▶ WHAT IS NEEDED:
Render every line of the entries below as a JSON list of strings, one string per line, with blank lines omitted.
_ _ _ _ _ _ _
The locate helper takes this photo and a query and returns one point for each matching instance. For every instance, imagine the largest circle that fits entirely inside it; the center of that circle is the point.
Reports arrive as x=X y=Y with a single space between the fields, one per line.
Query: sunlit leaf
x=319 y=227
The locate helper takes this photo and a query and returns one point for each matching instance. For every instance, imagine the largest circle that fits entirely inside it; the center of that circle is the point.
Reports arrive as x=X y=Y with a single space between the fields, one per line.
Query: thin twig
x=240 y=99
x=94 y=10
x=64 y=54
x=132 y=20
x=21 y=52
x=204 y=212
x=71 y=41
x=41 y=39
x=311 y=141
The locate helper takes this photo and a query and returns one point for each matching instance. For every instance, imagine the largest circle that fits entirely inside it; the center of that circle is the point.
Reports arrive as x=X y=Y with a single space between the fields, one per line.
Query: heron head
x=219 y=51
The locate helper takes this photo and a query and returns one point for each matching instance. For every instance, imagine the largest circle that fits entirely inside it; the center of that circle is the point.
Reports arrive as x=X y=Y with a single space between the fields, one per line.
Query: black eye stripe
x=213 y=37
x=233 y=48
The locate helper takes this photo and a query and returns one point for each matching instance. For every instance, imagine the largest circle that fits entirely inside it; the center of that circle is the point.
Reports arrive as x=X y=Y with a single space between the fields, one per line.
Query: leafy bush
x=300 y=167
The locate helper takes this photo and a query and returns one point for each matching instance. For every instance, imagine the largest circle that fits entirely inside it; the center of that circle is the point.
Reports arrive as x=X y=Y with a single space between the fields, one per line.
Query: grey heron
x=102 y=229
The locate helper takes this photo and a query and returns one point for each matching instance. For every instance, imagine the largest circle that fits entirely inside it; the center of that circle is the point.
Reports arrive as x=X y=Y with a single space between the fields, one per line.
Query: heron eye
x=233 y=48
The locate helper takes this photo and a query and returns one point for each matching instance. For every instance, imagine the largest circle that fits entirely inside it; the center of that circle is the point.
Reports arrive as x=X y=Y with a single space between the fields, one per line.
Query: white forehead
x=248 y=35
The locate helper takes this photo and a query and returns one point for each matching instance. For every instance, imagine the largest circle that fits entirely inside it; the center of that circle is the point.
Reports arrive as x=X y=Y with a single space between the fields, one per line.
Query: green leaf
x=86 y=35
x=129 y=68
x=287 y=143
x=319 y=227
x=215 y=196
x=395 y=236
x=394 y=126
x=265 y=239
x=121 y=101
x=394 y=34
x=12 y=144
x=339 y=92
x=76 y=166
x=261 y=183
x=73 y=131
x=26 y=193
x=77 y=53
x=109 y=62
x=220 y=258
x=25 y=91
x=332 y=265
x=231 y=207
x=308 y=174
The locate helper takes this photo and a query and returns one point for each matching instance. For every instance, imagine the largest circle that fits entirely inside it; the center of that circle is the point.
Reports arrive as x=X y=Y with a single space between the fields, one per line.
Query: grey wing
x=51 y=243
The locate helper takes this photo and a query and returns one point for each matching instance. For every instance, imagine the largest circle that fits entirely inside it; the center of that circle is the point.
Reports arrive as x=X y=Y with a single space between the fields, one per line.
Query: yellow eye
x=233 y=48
_ _ _ _ _ _ _
▶ COMPLETE RESPONSE:
[
  "The locate helper takes this photo and a query and returns one point for each matching instance. For every instance, imagine the largest circle that fits entirely inside it; the center of that circle is the point.",
  "Reports arrive as x=X y=Y with a single space between the fields, one per line.",
  "Query: sunlit leaf",
  "x=319 y=227",
  "The locate helper takes this photo and a query and returns one point for each matching instance. For every instance, imagine the largest circle that fits entirely inside it; the center of that circle is the point.",
  "Reports arrive as x=X y=Y with a single space between the fields, one per line.",
  "Query: thin twig",
  "x=240 y=99",
  "x=94 y=10",
  "x=64 y=54",
  "x=132 y=20",
  "x=21 y=52",
  "x=204 y=212",
  "x=71 y=41",
  "x=41 y=39",
  "x=311 y=141",
  "The locate helper takes this photo and a query and returns one point for each matching instance. For every instance, imagine the largest circle that fits entirely inside it; the center of that circle is the point.",
  "Reports arrive as x=X y=Y with a single space between the fields, one per line.",
  "Query: heron head",
  "x=219 y=51",
  "The locate helper takes this photo and a query and returns one point for each matching instance. For every instance, imagine the largest circle that fits entirely inside it; the center of that circle is the point.",
  "Reports arrive as x=X y=Y with a single space between the fields, one per line.",
  "Query: black eye stripe",
  "x=213 y=37",
  "x=233 y=48",
  "The locate helper takes this photo and a query and returns one point for each matching instance. For every instance, imagine the largest circle that fits entirely inside it; the center of that circle is the point.",
  "Reports arrive as x=X y=Y with a single space between the fields, one per line.",
  "Query: leafy bush",
  "x=300 y=167",
  "The locate helper takes this photo and a query and returns one point for each matching instance. For every instance, imagine the largest circle that fits entirely inside it; the center of that circle is the point.",
  "Reports arrive as x=X y=Y with a single space between the fields, one per line.",
  "Query: grey heron",
  "x=102 y=229",
  "The locate helper takes this photo and a query and returns one point for each matching instance. For every instance, imagine the largest circle that fits entirely inside it; the center of that circle is the point.",
  "Reports arrive as x=X y=Y with a single space between the fields, one per line.",
  "Query: heron eye",
  "x=233 y=48",
  "The locate helper takes this photo and a query and returns one point for each matching instance. For every instance, imagine the largest circle that fits entirely inside it; the center of that circle is the point.",
  "Reports arrive as x=X y=Y with a single space between the fields, one per line.",
  "Query: white forehead",
  "x=248 y=35",
  "The locate helper takes this photo and a query and returns one point for each matching instance. For every instance, imagine the largest circle that fits entirely inside it; the center of that circle is the point.",
  "Reports arrive as x=X y=Y with a single space between the fields, one per line.",
  "Query: green leaf",
  "x=86 y=35",
  "x=129 y=68",
  "x=287 y=143",
  "x=319 y=227",
  "x=215 y=196",
  "x=395 y=236",
  "x=394 y=126",
  "x=265 y=239",
  "x=121 y=101",
  "x=394 y=34",
  "x=12 y=144",
  "x=339 y=92",
  "x=76 y=166",
  "x=261 y=183",
  "x=73 y=131",
  "x=26 y=193",
  "x=77 y=53",
  "x=109 y=62",
  "x=220 y=258",
  "x=25 y=91",
  "x=332 y=265",
  "x=231 y=207",
  "x=308 y=174",
  "The locate helper takes this photo and a query and returns one point for each matching instance. For every instance, imagine the largest circle that fits entirely inside it; the center of that circle is the point.",
  "Reports arrive as x=X y=Y with a single space between the fields, one per line.",
  "Query: grey wing",
  "x=51 y=243",
  "The locate helper takes this photo and a query and returns one point for each matching instance. For every instance, imagine the largest circle that fits entirely inside it; the center of that circle is the point.",
  "Reports arrive as x=X y=Y with a single space between the fields, one per line.",
  "Query: yellow eye",
  "x=233 y=48"
]